Answer these questions from the film reviews:
(a) Who plays the meddlesome landlady?
(b) How old is the French-Algerian character played by Tahar Rahim?
(c) Who plays the head of the Corsican mafia on the inside?

• Text shown:
+ + + + +
This is hardly profound and there are no politics. Instead there is a surplus of relatable emotion. Plus the warm nostalgia for the period as the buttoned-up innocent leaves the austerity of her rural community among a wave of Irish immigration to the US on the cusp of an economic boom.
We get a little photogenic sadness and some gentle comedy led by Julie Walters as a meddlesome landlady. The approach may be too sweet for some, but it's that sort of picture: an upmarket Hallmark romance with a budget and a proper star; and the sort of tastefulness that gets Oscar nominations.
Violent prison drama which begins as a neorealist exposé of the poverty and futility of French penitentiaries, and then evolves into an origins story of an illiterate, malleable 19 year old French-Algerian (Tahar Rahim) who learns to survive in the shadows of this primitive, anarchic institution; and then prosper.
The novice gets an education which transforms him into a hoodlum able to control crime on the outside. And a new gang of Arab convicts coalesce around him to challenge the Corsican drug trade. Director Jacques Audiard adopts a documentary approach, but with some style and many hallucinatory inserts.
While the film comments on the horrific penal environment and the experience of French ethnic minorities, it's Rahim's epic performance that dominates. Niels Arestrup is a convincing heavy as the head of the Corsican mafia on the inside. And in the neorealist tradition, Audiard uses real life convicts in support roles.
Eventually, the young offender emerges as a folkloric figure; both as a criminal leader of his immigrant people and a more mythic visionary; which surely represents the psychopathic potential which was in him from the start... This is one of the best prison films ever made, and a masterpiece of social realism.
+ + + + +
• Data rows:
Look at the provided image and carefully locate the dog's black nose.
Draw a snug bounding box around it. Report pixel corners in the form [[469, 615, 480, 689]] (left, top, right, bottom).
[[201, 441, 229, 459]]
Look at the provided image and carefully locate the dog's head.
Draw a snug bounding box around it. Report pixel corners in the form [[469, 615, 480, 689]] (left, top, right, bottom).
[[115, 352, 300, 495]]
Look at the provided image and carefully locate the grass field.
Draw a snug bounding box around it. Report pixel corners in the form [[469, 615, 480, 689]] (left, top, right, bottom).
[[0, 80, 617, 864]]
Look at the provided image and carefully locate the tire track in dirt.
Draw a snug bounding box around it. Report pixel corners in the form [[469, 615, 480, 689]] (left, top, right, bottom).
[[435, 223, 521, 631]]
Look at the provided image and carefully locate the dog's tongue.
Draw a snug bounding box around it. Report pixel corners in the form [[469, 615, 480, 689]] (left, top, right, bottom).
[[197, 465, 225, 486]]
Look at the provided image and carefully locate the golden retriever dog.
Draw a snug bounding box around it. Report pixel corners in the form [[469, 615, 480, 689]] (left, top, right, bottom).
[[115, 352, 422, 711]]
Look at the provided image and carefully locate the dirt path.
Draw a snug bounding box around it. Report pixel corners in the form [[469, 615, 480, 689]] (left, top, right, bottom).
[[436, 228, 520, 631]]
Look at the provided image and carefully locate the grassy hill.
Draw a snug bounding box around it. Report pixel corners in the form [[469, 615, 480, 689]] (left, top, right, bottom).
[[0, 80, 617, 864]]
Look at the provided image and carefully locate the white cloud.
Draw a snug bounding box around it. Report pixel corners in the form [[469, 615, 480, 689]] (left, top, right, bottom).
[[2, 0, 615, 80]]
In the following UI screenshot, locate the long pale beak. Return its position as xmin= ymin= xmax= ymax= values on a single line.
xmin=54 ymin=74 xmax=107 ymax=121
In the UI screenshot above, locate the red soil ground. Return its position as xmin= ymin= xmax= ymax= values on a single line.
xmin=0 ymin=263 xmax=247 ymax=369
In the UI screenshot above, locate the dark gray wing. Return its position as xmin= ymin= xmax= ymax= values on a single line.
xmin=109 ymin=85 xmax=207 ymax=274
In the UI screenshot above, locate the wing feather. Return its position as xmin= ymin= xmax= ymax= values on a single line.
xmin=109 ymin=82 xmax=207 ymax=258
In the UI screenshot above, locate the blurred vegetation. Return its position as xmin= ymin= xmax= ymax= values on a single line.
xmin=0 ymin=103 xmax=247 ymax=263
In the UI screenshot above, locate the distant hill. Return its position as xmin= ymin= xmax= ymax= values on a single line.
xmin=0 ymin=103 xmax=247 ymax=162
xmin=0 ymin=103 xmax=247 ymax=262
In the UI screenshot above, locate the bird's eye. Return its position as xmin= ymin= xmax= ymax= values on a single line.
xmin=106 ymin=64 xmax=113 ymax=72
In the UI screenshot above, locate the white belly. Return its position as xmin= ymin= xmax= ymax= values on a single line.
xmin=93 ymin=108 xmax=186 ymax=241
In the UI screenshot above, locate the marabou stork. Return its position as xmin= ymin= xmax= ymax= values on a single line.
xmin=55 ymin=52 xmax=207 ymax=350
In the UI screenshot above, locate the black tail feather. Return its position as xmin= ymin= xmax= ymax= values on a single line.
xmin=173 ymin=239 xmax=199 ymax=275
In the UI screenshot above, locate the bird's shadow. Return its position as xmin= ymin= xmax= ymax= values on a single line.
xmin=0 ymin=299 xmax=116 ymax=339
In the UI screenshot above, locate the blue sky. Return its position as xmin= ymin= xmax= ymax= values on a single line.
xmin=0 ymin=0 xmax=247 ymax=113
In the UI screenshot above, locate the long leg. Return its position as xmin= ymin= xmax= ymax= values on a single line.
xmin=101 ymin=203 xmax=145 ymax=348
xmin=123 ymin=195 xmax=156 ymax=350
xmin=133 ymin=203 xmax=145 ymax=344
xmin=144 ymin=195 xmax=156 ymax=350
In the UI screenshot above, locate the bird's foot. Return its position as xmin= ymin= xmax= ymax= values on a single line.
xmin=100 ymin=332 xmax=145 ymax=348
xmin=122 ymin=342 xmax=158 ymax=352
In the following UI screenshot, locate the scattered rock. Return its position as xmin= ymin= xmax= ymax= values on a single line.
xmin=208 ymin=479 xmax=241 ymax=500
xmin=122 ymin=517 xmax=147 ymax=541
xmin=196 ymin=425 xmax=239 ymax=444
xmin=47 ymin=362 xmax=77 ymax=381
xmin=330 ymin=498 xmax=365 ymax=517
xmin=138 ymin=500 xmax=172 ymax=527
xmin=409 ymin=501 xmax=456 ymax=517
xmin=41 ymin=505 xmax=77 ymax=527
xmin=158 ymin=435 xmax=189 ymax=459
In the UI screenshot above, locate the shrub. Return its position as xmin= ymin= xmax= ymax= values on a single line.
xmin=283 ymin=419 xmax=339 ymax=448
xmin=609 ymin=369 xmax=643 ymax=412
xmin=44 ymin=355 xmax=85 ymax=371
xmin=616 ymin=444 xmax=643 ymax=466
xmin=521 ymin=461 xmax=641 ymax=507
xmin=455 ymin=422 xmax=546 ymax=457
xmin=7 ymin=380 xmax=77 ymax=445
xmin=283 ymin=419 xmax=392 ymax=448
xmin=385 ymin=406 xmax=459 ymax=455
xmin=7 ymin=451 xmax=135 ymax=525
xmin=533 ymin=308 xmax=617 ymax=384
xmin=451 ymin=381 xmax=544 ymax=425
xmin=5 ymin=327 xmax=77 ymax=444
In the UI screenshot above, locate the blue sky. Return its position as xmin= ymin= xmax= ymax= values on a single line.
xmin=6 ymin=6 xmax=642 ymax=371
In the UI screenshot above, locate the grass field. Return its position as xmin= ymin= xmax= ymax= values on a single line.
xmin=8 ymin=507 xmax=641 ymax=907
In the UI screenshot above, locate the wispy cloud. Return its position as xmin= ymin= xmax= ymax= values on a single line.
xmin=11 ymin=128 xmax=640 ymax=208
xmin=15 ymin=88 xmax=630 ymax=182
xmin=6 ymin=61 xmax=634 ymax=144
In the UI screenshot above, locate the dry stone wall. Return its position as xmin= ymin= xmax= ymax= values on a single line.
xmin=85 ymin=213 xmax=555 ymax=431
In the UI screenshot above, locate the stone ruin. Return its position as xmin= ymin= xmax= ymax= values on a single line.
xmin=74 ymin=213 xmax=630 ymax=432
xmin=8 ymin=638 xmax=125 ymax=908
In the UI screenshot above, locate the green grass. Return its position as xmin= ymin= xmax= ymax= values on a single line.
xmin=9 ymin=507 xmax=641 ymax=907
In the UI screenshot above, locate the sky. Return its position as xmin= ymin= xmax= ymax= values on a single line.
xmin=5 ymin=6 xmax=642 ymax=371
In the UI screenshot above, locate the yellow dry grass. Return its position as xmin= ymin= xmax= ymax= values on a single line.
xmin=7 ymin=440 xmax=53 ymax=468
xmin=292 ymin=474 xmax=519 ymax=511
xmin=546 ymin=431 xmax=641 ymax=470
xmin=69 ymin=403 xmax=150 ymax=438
+ + + + +
• Output for this task:
(a) Julie Walters
(b) 19
(c) Niels Arestrup